● **DOCUMENT SEGMENT**:
## start

Here's how you can finetune Open Genmoji yourself, either with a different set of emojis, finetune Open Genmoji with more steps, use a different model, or just for fun!
See the README in the lora
folder for more information about what models have already been finetuned.
This guide offers a way to finetune with SimpleTuner. Feel free to finetune with other methods and contribute to this repo!
In order to download emojis, you'll need to install a few packages. Feel free to use the venv
you are using for running Open Genmoji in the root directory, or create a new one. Note that training with SimpleTuner will requiring cloning another repository into here, and thus require another venv
.
Either way, ensure you have the following packages installed:
pip3 install requests pillow beautifulsoup4
First, you'll need to get the Emojis that you want to finetune on. In the end, you want a single directory with pairs of images and text descriptions of the image, like this:
trainingData/
├─ img1.txt
├─ img1.png
├─ img2.txt
├─ img2.png
├─ img3.txt
├─ img3.png
... and so on
This folder contains the files necessary to obtain this data, from Emojigraph's Apple Emoji List. Here's what you'll need to do:
-
Run
getEmojiList.py
: This will download Emojigraph's list of all Apple Emojis, saving each emoji's PNG image link, its Emojigraph name, as well as its processed name into aemojis.json
. Here's what that looks like:[ { "link": "https://emojigraph.org/media/apple/grinning-face_1f600.png", "name": "grinning-face", "processed": "grinning face emoji" }, { "link": "https://emojigraph.org/media/apple/grinning-face-with-big-eyes_1f603.png", "name": "grinning-face-with-big-eyes", "processed": "grinning face with big eyes emoji" } // and so on... ]
-
(Optional) Run
pruneEmojiList.py
: This will remove the skin color variants from theemojis.json
list. This is intended to make the model run faster, although it also causes it to generate all emojis with the default Emoji bright yellow skin tone. It will make a newemojisPruned.json
file. -
Run
downloadEmojiList.py
: This will download all Emojis from a given list. By default it downloads fromemojiPruned.json
. You must change it toemojis.json
if you wish to download the entire list. Note that this will take some time. It will result in aemojis
folder (containing the training data pairs, with each emoji given a white background) and araw
folder (containing simply png versions of every emoji)
Now, all you need is the emojis
folder.
Now, let's set up SimpleTuner in our repository to begin training.
git clone --branch=release https://github.com/bghira/SimpleTuner.git
cd SimpleTuner
python3.11 -m venv .venv
source .venv/bin/activate
pip install -U poetry pip
poetry config virtualenvs.create false
Then, download the dependencies:
# MacOS
poetry install -C install/apple
# Linux
poetry install
# Linux with ROCM
poetry install -C install/rocm
The last thing we need to do is configure SimpleTuner for what we're doing. Go to the folder labelled config
, in the directory this README is in. Replace the files in SimpleTuner's config
folder with those in Open Genmoji's.

## end

● **EXERCISE**:
Summarize the guide on finetuning Open Genmoji in two sentences. The material that comes next is separate from the guide.

● **SOURCE DATA**:

## start

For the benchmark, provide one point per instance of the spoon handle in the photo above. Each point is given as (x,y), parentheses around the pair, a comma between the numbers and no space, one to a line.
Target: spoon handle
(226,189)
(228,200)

## end

● **ANSWER TO THIS TASK**:
The guide explains how to finetune Open Genmoji with SimpleTuner, beginning with installing a few Python packages and running scripts that download Emojigraph's Apple emoji list, optionally remove skin color variants, and download the emojis into a folder of image and text description pairs. It then covers cloning SimpleTuner, setting up its virtual environment and dependencies for macOS, Linux, or Linux with ROCM, and replacing the files in SimpleTuner's config folder with those from Open Genmoji.